(TEXT Opens)

After a weekend of failed votes by the House and Senate on different debt ceiling proposals, President Obama on Sunday evening announced an agreement with Congressional leaders on a plan to raise the debt ceiling. The measure would raise the debt ceiling in two steps lasting until 2013 and cut federal spending by $2.4 trillion.
"The first part of this agreement will cut about $1 trillion in spending over the next 10 years; cuts that both parties had agreed to early on in this process," President Obama said during the briefing. "The result would be the lowest level of annual domestic spending since Dwight Eisenhower was President, but at a level that still allows us to make job-creating investments in things like education and research. We also made sure that these cuts wouldn't happen so abruptly that they'd be a drag on a fragile economy."
The plan also calls for a special joint committee that would recommend further cuts including changes to Medicare and Social Security. Those changes would have to be voted on by the House and Senate this fall. The bill provides for automatic across-the-board cuts if Congress should fail to act. The plan could come up for a vote in the House and Senate this week.

(TEXT Closes)

#### WHAT THIS EXERCISE ASKS
• 1. Return the part of the debt ceiling article starting at "After a weekend" and ending at "by $2.4 trillion.", copied word for word.
• 2. Resume the article on the debt ceiling agreement, writing on from its last sentence.

(SOURCE INFORMATION Opens)

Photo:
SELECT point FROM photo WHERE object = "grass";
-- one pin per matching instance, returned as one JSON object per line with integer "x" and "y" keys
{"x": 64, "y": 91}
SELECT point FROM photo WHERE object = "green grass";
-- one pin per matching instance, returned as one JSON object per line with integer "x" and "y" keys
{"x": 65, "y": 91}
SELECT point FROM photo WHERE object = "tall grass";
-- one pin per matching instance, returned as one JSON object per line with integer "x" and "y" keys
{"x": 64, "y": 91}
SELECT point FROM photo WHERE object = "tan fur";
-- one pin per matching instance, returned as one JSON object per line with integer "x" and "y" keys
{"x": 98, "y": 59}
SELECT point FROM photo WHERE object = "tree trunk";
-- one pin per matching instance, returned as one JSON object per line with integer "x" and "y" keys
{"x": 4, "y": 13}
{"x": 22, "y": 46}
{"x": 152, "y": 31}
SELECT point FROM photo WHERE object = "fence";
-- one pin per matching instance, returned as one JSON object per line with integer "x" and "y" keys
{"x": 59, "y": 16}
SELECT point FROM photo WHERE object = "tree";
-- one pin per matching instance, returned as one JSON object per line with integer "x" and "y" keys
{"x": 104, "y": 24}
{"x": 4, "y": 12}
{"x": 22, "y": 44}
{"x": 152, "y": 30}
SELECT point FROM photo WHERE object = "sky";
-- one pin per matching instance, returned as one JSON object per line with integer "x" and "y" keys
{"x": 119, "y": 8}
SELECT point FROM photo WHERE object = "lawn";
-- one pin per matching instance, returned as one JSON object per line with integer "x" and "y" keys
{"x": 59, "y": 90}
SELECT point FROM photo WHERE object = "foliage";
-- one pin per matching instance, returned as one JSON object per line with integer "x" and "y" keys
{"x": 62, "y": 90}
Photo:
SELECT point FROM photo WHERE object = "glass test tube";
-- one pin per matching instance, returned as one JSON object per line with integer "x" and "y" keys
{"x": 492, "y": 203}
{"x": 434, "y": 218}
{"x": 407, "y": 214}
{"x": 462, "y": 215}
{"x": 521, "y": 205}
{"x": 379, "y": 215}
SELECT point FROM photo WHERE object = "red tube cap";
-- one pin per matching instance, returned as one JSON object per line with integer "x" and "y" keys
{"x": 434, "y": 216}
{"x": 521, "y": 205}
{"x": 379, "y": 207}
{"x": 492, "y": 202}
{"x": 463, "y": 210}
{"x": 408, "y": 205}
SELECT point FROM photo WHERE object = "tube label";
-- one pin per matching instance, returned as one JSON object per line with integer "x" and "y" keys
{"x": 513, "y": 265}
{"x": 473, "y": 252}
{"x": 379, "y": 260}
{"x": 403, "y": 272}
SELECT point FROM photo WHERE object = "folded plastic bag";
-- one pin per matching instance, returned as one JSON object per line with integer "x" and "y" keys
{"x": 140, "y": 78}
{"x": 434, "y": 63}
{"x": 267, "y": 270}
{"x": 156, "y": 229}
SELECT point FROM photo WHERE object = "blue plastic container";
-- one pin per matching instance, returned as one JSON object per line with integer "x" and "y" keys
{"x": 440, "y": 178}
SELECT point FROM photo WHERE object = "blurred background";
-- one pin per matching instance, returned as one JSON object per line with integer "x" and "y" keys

(SOURCE INFORMATION Closes)

#### ANSWER LIST
• 1.
After a weekend of failed votes by the House and Senate on different debt ceiling proposals, President Obama on Sunday evening announced an agreement with Congressional leaders on a plan to raise the debt ceiling. The measure would raise the debt ceiling in two steps lasting until 2013 and cut federal spending by $2.4 trillion.

• 2.
President Obama said the agreement wasn't the deal he would have preferred, but that this compromise does make a serious down payment on the deficit reduction needed, and gives each party a strong incentive to get a balanced plan done before the end of the year.
Meanwhile, Senate Majority Leader Harry Reid, D-Nev., and Minority Leader Mitch McConnell, R-Ky., say they back the plan. On the other side of the hill House Speaker John Boehner, R-Ohio, placed a conference call to GOP members trying to make the case for the plan to his rank-and-file.